■ GIVEN TEXT:
>> Start
Investment policy is instrumental to achieving an organisation’s vision and mission.

For it to be effective, it needs to be aligned with investment strategy (a high-level strategic plan for achieving your investment objectives).

Asset owner investment process overview

An investment policy should:

  • outline your investment objectives;
  • give specific guidance to investment processes;
  • give specific guidance on your standards for measuring success/performance.

Staying within ESG, a policy revision can highlight the predominant ESG issues influencing your investments / portfolios at large, the appropriateness of skillsets and capacity of actors involved in carrying out the policy, and overall direction where work can be done to improve.

Asset owner policy development/revision process overview

The following process provides steps to be considered during your investment policy revision and development process. It assumes that your organisation has already reviewed its investment strategy and all material long-term factors (including ESG) within it. Investment strategy will form the highest order guidance for the revision of your policy and therefore the construction of your investment portfolios. However, if your organisation has yet to consider and incorporate ESG factors at the strategic level, an increased awareness of critical factors in your current policy can be a sufficient temporary solution.
>> End
■ RECORDS FOR THIS EXERCISE:
>> Start
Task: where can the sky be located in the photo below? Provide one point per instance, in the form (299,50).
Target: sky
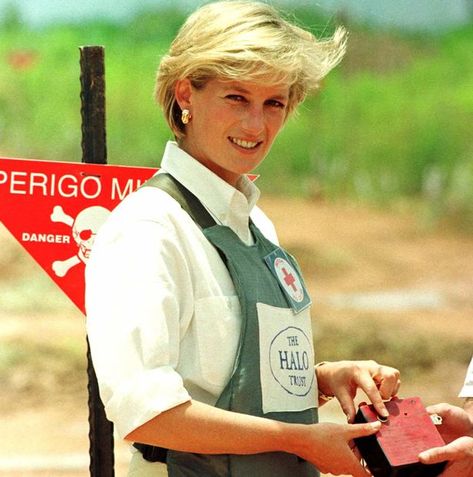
(408,13)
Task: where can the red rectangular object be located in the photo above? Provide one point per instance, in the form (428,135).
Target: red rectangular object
(393,451)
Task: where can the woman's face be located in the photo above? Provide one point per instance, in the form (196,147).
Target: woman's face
(233,123)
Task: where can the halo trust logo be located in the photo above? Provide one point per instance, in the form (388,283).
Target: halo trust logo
(290,361)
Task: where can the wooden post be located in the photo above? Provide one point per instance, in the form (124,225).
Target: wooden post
(94,150)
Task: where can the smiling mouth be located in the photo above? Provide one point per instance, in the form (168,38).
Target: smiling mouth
(245,144)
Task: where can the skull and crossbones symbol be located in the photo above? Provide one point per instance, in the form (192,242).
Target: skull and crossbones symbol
(84,229)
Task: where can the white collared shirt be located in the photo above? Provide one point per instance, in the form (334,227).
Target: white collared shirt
(467,390)
(163,319)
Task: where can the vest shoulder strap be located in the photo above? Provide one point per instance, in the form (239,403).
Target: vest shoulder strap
(187,200)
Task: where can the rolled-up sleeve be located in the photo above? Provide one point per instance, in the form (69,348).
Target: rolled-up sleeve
(139,303)
(467,390)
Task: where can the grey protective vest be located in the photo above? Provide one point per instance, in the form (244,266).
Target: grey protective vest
(273,370)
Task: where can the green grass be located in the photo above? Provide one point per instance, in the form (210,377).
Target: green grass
(392,123)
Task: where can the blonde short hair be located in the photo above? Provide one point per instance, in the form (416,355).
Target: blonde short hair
(244,40)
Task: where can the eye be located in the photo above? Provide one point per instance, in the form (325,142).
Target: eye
(237,98)
(276,104)
(85,234)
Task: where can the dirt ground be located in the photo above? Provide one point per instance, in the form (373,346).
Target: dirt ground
(361,265)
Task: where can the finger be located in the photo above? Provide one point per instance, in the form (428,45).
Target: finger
(457,449)
(357,468)
(388,381)
(347,404)
(366,383)
(442,409)
(434,455)
(361,430)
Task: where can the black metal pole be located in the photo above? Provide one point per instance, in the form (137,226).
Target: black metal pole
(94,150)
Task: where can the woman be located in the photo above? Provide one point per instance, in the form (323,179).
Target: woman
(198,322)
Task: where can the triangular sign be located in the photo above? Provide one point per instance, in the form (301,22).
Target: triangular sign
(54,210)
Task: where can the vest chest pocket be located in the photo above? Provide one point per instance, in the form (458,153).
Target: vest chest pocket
(286,359)
(217,331)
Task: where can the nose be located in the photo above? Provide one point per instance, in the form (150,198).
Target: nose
(253,120)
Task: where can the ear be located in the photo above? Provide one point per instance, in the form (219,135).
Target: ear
(183,93)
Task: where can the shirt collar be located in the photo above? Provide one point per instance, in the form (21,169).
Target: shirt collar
(228,205)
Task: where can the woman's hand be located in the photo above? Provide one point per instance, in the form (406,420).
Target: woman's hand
(343,378)
(457,432)
(327,446)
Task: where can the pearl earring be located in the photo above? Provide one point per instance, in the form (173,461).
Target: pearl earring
(186,116)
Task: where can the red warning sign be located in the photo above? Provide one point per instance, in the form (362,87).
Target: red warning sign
(55,209)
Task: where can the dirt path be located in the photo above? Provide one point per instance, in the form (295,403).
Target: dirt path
(363,267)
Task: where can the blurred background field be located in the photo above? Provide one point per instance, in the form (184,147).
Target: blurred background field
(370,186)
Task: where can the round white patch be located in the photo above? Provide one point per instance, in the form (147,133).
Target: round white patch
(289,279)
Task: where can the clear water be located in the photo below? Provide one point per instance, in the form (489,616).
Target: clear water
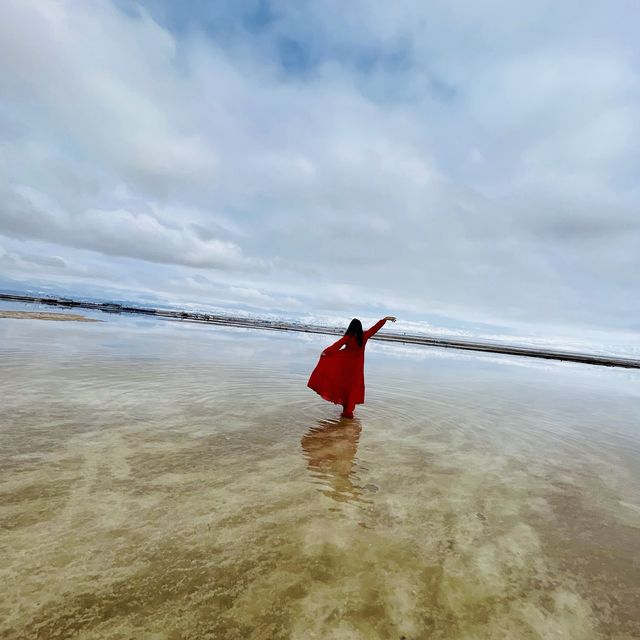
(172,481)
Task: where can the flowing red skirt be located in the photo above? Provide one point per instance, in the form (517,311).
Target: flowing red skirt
(339,377)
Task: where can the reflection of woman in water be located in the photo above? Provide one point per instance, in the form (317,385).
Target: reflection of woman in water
(330,449)
(339,375)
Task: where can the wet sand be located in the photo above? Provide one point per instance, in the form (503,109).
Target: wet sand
(43,315)
(176,481)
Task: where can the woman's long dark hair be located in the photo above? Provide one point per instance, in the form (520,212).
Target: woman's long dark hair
(355,329)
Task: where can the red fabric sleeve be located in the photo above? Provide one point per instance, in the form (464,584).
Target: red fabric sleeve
(373,330)
(335,346)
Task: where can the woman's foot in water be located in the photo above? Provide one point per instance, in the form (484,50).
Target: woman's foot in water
(347,412)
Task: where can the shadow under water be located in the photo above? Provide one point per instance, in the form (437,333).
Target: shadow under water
(330,448)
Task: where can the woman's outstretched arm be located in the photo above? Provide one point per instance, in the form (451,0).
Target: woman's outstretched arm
(335,346)
(377,326)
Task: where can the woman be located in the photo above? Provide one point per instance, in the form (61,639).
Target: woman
(339,375)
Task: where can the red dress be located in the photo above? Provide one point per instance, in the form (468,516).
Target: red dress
(339,375)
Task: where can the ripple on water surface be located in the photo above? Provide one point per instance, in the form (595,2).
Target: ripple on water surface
(163,481)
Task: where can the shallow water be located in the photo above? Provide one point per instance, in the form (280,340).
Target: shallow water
(164,480)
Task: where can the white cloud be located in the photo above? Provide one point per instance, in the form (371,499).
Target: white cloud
(476,161)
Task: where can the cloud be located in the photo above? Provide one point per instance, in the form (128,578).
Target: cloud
(442,157)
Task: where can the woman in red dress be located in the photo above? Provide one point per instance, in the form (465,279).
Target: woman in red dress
(339,375)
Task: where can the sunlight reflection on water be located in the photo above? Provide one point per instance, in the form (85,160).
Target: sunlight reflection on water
(173,481)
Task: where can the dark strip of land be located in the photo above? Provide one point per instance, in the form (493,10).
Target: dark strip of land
(257,323)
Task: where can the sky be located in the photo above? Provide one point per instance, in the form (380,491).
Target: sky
(453,162)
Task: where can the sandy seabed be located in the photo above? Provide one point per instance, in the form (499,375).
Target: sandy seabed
(169,481)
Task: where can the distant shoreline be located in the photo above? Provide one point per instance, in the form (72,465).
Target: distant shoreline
(44,315)
(274,325)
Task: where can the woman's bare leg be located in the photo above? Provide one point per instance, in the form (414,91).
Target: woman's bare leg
(347,410)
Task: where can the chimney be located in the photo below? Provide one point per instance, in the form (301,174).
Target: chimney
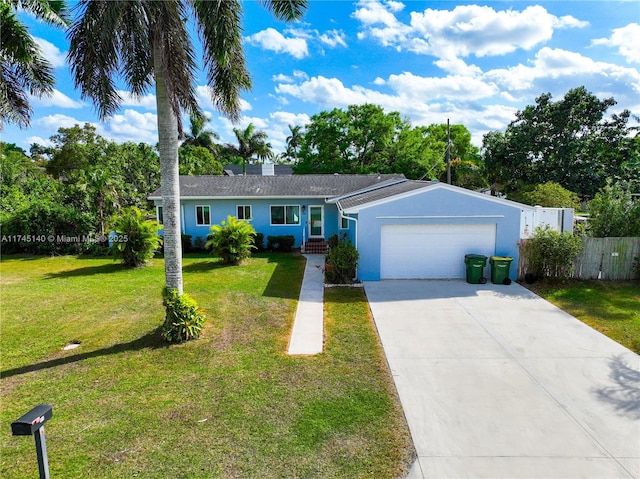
(268,169)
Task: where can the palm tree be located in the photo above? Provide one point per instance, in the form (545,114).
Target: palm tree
(22,64)
(199,135)
(147,43)
(293,142)
(251,142)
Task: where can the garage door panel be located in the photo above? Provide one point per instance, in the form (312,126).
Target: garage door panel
(432,251)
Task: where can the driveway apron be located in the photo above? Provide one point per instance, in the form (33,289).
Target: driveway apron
(496,382)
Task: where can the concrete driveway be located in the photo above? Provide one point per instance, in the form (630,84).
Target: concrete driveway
(496,383)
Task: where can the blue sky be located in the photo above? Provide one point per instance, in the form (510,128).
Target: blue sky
(473,63)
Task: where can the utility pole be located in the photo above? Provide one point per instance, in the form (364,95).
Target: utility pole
(448,153)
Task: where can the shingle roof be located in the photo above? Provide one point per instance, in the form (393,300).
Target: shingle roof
(351,201)
(231,170)
(318,186)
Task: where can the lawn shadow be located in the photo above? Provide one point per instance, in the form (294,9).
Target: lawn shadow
(625,395)
(87,271)
(204,266)
(282,283)
(151,340)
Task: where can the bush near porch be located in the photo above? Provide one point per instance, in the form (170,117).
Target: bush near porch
(230,404)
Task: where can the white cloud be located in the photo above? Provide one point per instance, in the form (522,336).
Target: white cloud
(466,30)
(147,101)
(203,97)
(282,78)
(40,141)
(57,99)
(561,69)
(52,53)
(271,39)
(53,122)
(131,125)
(626,39)
(459,88)
(333,38)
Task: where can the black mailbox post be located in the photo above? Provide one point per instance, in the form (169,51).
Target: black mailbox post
(32,424)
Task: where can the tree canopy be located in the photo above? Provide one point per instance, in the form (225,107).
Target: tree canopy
(364,139)
(569,142)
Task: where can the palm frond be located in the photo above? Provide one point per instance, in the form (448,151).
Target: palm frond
(286,10)
(54,12)
(94,52)
(220,28)
(23,68)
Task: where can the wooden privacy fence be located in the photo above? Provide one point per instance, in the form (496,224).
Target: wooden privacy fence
(601,258)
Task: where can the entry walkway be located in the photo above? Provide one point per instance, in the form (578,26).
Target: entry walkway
(497,383)
(307,336)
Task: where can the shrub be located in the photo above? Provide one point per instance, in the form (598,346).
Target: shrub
(47,228)
(551,195)
(187,246)
(550,254)
(283,244)
(199,244)
(635,267)
(136,238)
(232,240)
(614,212)
(183,320)
(258,241)
(341,263)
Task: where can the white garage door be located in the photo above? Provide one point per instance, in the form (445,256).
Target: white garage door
(432,251)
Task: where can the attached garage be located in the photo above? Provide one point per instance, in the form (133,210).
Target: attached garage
(425,251)
(423,230)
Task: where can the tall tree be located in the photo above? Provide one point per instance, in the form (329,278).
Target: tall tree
(293,142)
(568,142)
(23,67)
(199,135)
(251,142)
(365,139)
(147,43)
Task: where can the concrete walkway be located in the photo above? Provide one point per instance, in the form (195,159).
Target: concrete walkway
(497,383)
(307,336)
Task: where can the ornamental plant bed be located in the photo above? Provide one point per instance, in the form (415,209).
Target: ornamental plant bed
(610,307)
(230,404)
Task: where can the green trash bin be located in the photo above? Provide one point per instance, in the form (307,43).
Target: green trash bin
(475,268)
(500,269)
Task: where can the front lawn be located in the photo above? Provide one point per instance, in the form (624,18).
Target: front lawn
(229,405)
(613,308)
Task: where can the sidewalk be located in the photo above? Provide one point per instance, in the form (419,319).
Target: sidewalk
(307,337)
(497,383)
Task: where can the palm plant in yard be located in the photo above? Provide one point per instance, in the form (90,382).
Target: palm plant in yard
(136,238)
(251,142)
(23,66)
(232,240)
(148,43)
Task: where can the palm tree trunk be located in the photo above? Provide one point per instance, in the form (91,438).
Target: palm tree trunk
(169,178)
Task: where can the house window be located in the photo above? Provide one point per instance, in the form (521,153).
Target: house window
(285,215)
(203,216)
(244,212)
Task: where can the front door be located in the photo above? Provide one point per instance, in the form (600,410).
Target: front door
(316,221)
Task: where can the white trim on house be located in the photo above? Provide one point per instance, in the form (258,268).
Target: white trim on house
(196,212)
(244,211)
(244,197)
(426,217)
(271,223)
(435,186)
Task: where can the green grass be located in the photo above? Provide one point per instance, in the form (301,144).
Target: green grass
(231,404)
(613,308)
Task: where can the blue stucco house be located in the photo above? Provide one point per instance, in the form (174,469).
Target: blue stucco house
(402,228)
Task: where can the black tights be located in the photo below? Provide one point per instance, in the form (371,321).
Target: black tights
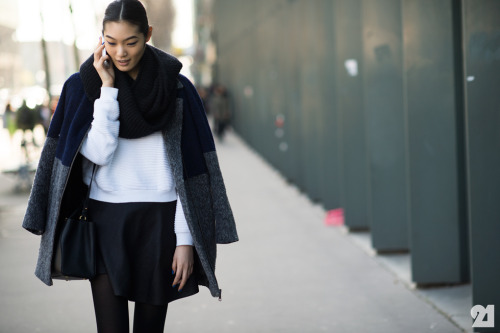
(111,311)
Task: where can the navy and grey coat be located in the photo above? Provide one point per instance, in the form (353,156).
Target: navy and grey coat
(58,184)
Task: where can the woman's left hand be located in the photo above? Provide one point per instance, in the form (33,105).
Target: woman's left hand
(182,265)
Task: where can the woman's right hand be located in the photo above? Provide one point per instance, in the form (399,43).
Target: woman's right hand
(107,74)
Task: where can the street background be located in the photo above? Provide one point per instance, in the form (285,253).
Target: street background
(288,273)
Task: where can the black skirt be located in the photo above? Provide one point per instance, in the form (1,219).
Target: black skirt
(136,244)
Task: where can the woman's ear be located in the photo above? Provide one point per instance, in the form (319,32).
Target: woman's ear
(150,32)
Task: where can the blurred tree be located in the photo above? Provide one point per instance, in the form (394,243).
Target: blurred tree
(161,15)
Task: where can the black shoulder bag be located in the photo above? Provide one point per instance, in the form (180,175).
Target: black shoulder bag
(75,249)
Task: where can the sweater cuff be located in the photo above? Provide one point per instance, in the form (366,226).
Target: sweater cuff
(109,93)
(184,238)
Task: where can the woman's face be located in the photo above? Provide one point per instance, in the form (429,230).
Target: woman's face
(125,44)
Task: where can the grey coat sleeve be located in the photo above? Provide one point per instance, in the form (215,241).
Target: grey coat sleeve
(36,214)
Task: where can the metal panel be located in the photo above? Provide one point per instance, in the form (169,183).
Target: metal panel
(435,141)
(385,128)
(349,87)
(482,68)
(274,55)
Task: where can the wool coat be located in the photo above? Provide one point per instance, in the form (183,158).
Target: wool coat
(58,186)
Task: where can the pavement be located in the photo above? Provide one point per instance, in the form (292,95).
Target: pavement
(288,273)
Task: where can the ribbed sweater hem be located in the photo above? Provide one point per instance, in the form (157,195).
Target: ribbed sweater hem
(122,196)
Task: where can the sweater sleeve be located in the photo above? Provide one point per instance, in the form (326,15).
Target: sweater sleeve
(181,228)
(100,143)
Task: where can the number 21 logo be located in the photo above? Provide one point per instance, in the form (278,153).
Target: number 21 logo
(478,312)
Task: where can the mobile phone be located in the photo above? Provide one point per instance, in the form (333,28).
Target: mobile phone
(106,62)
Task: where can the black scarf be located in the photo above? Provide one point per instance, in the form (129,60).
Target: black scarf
(147,103)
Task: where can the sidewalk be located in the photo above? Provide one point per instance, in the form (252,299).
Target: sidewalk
(289,273)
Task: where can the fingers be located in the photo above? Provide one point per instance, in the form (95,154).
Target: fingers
(182,271)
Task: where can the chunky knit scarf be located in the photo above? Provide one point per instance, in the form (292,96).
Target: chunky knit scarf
(147,103)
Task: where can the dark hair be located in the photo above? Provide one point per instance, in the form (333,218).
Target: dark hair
(131,11)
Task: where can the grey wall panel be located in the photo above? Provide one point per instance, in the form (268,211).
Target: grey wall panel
(277,57)
(385,124)
(482,68)
(438,229)
(349,88)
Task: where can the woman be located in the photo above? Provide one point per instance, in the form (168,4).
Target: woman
(157,189)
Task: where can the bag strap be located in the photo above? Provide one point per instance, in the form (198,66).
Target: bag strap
(87,198)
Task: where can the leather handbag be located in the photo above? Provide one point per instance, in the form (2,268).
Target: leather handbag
(76,247)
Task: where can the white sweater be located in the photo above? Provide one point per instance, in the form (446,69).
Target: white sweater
(129,170)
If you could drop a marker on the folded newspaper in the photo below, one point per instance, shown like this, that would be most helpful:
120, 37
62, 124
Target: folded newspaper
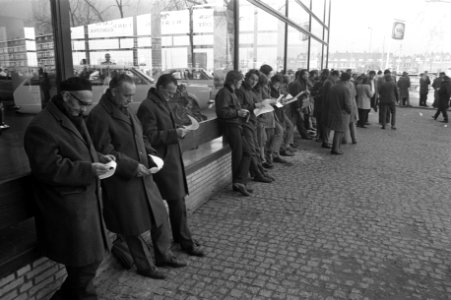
194, 124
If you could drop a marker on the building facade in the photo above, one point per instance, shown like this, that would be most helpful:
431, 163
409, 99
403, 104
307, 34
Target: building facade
45, 41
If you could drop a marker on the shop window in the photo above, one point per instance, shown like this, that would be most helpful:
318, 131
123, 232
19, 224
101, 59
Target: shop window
26, 81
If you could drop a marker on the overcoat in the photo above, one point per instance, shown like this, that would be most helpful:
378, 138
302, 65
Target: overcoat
444, 93
69, 219
328, 84
339, 107
403, 85
364, 95
130, 201
352, 100
159, 127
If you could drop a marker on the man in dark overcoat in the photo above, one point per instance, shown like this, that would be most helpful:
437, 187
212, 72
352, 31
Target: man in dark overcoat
444, 94
133, 203
65, 169
159, 127
339, 111
388, 97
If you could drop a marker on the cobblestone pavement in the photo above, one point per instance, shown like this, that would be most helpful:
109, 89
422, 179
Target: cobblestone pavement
374, 223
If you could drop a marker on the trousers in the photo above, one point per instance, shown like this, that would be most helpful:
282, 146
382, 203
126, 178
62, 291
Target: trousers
78, 284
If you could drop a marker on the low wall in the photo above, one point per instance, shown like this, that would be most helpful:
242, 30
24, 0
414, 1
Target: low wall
208, 169
40, 279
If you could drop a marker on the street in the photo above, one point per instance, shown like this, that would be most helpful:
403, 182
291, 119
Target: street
374, 223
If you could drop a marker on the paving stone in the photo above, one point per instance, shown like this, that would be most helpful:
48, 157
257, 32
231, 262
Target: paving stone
373, 223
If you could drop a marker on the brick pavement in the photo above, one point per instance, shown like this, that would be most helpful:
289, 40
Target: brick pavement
373, 223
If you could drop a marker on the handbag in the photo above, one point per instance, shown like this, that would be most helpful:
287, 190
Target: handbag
122, 254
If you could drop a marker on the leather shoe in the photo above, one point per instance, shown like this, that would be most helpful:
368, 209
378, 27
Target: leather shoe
336, 152
194, 251
286, 153
269, 176
267, 165
262, 179
279, 160
152, 273
249, 189
171, 262
242, 189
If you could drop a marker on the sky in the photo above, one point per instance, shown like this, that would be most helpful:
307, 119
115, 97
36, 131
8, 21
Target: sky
366, 25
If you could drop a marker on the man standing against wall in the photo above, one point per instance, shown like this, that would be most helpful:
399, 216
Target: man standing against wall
65, 169
388, 97
424, 88
159, 128
133, 204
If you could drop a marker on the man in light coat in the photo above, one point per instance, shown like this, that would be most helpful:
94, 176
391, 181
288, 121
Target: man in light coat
388, 97
133, 204
65, 169
159, 128
339, 108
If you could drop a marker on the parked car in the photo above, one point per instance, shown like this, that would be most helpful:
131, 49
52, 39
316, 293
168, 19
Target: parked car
29, 95
198, 82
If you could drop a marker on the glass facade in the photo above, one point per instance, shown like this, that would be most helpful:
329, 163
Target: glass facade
197, 43
27, 76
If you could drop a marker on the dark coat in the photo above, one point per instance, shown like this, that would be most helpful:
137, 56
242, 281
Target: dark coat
339, 107
328, 84
404, 85
388, 92
424, 85
67, 193
159, 127
444, 93
129, 200
227, 106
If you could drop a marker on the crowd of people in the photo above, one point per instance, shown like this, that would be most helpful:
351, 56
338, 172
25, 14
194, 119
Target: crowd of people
258, 114
314, 103
67, 157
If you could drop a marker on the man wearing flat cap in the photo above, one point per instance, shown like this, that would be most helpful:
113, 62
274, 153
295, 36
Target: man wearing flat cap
133, 203
65, 169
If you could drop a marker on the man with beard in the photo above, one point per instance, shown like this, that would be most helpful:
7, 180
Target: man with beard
65, 169
133, 203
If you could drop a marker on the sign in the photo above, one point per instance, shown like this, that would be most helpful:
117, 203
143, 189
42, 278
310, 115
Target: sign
77, 32
203, 20
399, 28
143, 24
118, 27
174, 22
306, 27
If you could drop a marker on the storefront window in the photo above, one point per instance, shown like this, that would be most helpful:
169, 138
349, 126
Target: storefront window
>> End
■ REQUEST 1:
Decide whether each statement below agrees with the investment policy text. Give yes or no for each, followed by the text's deciding words in quotation marks.
(a) The policy revision process assumes the organisation has already reviewed its investment strategy.
(b) Investment policy is the highest order guidance for revising investment strategy.
(c) An organisation that has not yet incorporated ESG factors at the strategic level has no interim option.
■ REQUEST 2:
List every line of the entries that contains the word "surface".

■ WORKED SOLUTION 1:
(a) Yes: "It assumes that your organisation has already reviewed its investment strategy and all material long-term factors (including ESG) within it."
(b) No: "Investment strategy will form the highest order guidance for the revision of your policy"
(c) No: "an increased awareness of critical factors in your current policy can be a sufficient temporary solution."

■ WORKED SOLUTION 2:
Task: where can the ripple on water surface be located in the photo above? Provide one point per instance, in the form (595,2).
Target: ripple on water surface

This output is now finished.